MODE OF THE INVENTION

Hereinafter, an experimental example will be described in detail with reference to the embodiments of the present inventive concept which have been described above.

FIG. 18 shows a MV of a horizontal motion frame, FIG. 19 shows conversion results into a stereoscopic image using a delayed image and a current image, acquired by applying the an embodiment of the present inventive concept described above, FIG. 20 is a view of a depth map of a frame that is not a horizontal motion frame, and FIG. 21 show stereoscopic images to which the depth map of FIG. 20 is applied according to an embodiment of the present inventive concept. Referring to FIG. 20, it can be seen that a positive variance is applied to an upper portion of an image and thus, the upper portion of the image is viewed to be recessed, and a negative variance is applied to a lower portion of the image and thus, the lower portion of the image is viewed to protrude. Referring to FIG. 21, it can be seen that various variances are applied to subjects according to the location of the subjects.

FIG. 22 is a block diagram illustrating an apparatus 100 for converting 2D image signals into 3D image signals, according to an embodiment of the present inventive concept. The block diagram of FIG. 22 is used to embody the conversion procedures illustrated in FIG. 1, and each of the conversion procedures illustrated in FIG. 1 can be performed in a single unit illustrated in FIG. 22. However, the current embodiment is exemplary, and any one procedure of FIG. 1 can be performed in two or more units, or two or more procedures of FIG. 1 can be performed in one unit.
......
* _ACTION ITEM A_:
What does FIG. 22 illustrate, according to the patent excerpt?
......
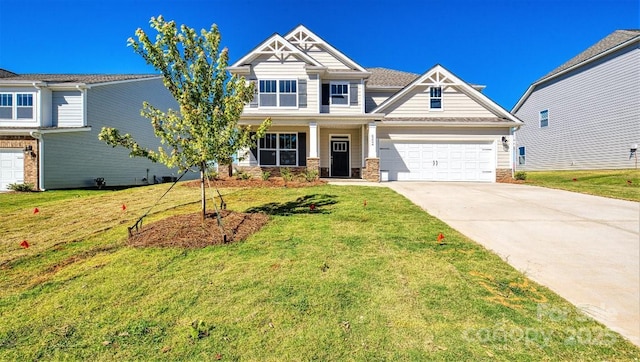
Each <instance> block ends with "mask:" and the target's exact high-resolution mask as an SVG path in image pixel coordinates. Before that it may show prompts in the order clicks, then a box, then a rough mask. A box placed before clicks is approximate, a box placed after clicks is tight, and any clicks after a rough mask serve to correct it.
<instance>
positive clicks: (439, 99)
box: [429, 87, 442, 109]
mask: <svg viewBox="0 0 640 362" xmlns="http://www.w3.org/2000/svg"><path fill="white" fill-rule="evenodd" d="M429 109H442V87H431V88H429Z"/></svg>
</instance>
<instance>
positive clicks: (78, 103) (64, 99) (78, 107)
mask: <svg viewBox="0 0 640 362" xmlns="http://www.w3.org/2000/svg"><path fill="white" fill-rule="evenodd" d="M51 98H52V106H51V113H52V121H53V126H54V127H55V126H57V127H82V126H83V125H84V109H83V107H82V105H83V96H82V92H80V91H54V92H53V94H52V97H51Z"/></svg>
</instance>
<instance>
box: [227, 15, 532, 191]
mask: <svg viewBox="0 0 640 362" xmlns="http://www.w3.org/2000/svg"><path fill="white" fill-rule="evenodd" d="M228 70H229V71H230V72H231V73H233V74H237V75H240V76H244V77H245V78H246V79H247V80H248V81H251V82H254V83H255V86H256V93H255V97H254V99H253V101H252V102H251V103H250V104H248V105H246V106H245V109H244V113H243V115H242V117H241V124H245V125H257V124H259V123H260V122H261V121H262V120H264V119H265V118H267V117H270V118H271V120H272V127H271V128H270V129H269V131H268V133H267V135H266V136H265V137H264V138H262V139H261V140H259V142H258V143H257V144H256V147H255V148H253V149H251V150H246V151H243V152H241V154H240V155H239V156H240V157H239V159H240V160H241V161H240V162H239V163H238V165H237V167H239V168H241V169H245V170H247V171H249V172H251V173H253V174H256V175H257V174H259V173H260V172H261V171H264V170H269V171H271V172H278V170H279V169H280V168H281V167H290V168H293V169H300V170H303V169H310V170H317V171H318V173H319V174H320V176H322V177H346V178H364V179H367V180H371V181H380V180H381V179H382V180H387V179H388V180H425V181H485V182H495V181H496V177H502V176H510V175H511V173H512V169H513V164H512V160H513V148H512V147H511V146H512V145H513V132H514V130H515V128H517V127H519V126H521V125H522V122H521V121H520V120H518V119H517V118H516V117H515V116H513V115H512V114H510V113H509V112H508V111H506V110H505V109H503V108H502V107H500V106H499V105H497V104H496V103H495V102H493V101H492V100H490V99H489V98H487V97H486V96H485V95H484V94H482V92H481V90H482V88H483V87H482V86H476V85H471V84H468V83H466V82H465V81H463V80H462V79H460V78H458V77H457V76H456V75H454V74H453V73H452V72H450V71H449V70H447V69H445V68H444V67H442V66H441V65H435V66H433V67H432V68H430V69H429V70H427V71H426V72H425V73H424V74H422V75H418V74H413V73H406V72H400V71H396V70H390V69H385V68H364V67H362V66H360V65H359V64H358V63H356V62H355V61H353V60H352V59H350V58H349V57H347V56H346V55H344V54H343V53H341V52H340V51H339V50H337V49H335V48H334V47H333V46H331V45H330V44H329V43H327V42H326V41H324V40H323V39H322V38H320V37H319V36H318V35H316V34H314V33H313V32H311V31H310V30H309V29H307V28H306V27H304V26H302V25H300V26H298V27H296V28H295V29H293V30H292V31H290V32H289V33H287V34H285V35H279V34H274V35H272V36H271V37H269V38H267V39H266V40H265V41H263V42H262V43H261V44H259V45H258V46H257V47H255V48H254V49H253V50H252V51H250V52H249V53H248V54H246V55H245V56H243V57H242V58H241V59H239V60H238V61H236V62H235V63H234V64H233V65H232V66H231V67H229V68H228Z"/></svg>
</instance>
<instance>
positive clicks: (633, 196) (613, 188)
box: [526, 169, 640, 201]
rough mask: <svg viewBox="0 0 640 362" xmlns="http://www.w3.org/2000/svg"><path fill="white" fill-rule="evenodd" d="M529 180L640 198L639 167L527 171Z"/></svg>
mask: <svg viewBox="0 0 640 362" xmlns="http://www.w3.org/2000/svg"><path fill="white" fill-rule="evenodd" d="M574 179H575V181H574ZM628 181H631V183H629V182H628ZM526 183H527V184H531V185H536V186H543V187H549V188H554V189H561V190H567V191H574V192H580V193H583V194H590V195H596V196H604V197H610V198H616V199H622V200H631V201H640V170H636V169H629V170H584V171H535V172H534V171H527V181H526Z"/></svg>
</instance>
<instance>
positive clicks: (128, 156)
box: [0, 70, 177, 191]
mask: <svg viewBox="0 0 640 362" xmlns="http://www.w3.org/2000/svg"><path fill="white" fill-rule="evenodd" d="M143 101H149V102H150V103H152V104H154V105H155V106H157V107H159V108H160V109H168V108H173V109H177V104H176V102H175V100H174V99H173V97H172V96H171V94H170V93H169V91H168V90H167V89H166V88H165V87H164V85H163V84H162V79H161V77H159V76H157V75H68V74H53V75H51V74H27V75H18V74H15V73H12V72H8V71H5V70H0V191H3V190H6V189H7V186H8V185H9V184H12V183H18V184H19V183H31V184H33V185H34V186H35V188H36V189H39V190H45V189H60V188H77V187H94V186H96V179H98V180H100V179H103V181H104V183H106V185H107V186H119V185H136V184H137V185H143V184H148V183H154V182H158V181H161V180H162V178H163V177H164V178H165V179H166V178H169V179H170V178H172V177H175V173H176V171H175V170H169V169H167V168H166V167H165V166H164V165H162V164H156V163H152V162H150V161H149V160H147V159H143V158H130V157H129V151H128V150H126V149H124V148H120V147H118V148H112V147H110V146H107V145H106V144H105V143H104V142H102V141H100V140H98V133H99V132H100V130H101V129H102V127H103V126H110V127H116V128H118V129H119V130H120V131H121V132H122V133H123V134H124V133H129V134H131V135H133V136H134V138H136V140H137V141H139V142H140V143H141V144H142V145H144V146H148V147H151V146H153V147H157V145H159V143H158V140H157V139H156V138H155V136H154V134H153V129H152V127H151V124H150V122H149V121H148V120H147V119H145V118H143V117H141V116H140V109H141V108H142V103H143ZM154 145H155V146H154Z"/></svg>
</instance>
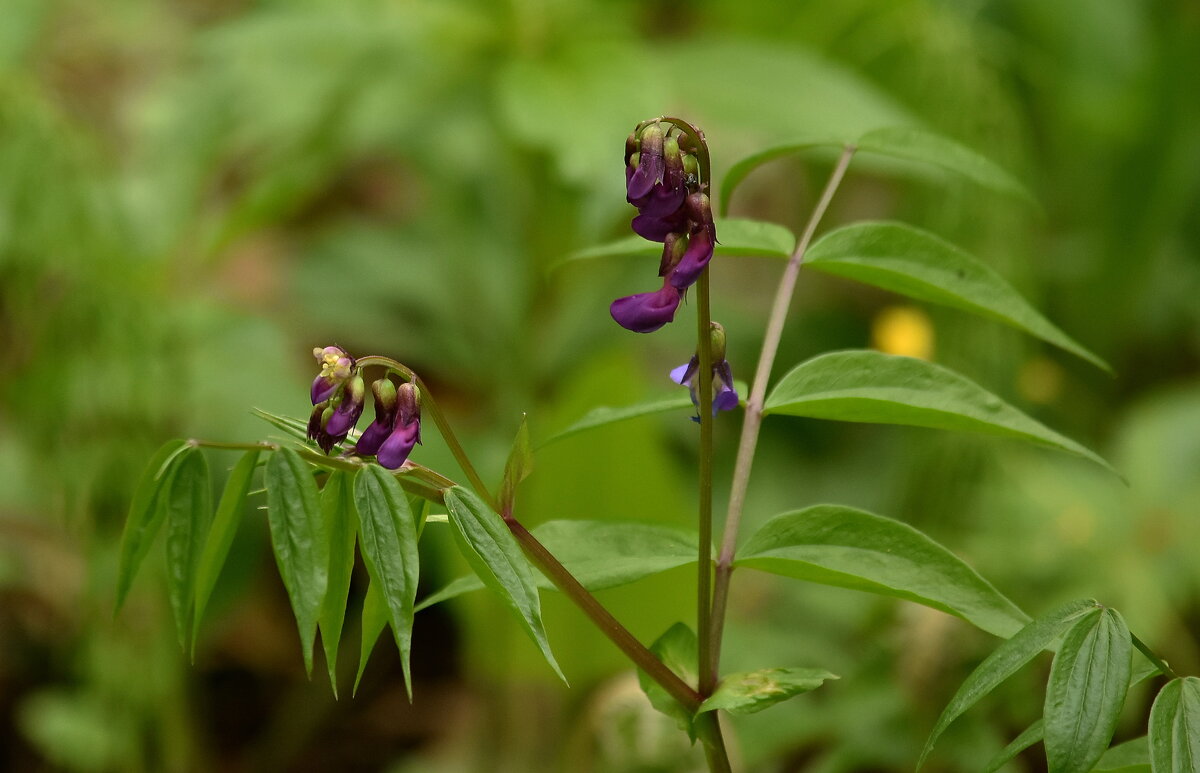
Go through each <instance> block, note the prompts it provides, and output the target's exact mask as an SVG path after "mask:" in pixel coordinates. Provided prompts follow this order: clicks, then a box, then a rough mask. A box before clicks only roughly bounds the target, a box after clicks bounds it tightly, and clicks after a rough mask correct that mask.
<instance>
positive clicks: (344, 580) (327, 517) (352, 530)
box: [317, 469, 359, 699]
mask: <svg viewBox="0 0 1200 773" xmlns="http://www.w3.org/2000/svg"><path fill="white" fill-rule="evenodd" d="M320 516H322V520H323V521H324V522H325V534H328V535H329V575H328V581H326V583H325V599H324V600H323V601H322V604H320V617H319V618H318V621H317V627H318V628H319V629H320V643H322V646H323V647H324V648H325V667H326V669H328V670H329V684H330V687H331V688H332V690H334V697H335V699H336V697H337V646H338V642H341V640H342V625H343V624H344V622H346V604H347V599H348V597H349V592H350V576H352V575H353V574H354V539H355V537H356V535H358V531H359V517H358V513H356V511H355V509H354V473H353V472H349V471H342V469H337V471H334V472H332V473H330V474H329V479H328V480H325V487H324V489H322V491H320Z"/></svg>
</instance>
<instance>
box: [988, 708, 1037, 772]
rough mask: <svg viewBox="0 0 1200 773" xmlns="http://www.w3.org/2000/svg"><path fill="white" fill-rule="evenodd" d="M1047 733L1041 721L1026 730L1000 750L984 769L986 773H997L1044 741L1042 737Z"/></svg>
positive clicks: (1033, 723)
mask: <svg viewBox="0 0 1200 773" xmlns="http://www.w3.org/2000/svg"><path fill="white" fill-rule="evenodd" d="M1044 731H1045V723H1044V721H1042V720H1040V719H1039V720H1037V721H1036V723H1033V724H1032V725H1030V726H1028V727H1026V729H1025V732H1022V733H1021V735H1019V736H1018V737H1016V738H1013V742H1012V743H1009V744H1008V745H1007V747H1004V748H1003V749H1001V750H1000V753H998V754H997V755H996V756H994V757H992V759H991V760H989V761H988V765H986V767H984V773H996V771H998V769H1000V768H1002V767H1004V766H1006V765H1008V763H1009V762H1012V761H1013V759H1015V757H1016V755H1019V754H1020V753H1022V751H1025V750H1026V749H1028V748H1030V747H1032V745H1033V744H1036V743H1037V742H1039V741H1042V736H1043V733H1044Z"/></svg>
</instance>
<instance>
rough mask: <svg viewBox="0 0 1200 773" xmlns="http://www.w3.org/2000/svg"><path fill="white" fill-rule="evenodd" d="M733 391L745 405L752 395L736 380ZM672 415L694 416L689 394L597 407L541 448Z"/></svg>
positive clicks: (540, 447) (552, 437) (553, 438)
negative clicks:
......
* _ACTION ITEM B_:
Please pick out every line in the rows that contains the word "order" and copy each one.

* _WRITTEN SOLUTION A_:
A block diagram of an apparatus 100 for converting 2D image signals into 3D image signals.

* _WRITTEN SOLUTION B_:
Each <instance> block ends with "mask:" and the target's exact high-resolution mask as an SVG path in image pixel coordinates. Before that it may show prompts in the order clicks, then a box, then a rough mask. A box placed before clicks is approximate, a box placed after clicks is tight, and any clicks after a rough mask serve to correct it.
Go through each <instance> block, note the prompts it provides, and output the target's exact mask as an SVG path after "mask:" in pixel coordinates. Provided prompts follow this order: clicks, then a box, then a rough mask. A box before clicks only roughly bounds the target, a box after clicks bounds it tightly, and clicks after a rough mask correct that mask.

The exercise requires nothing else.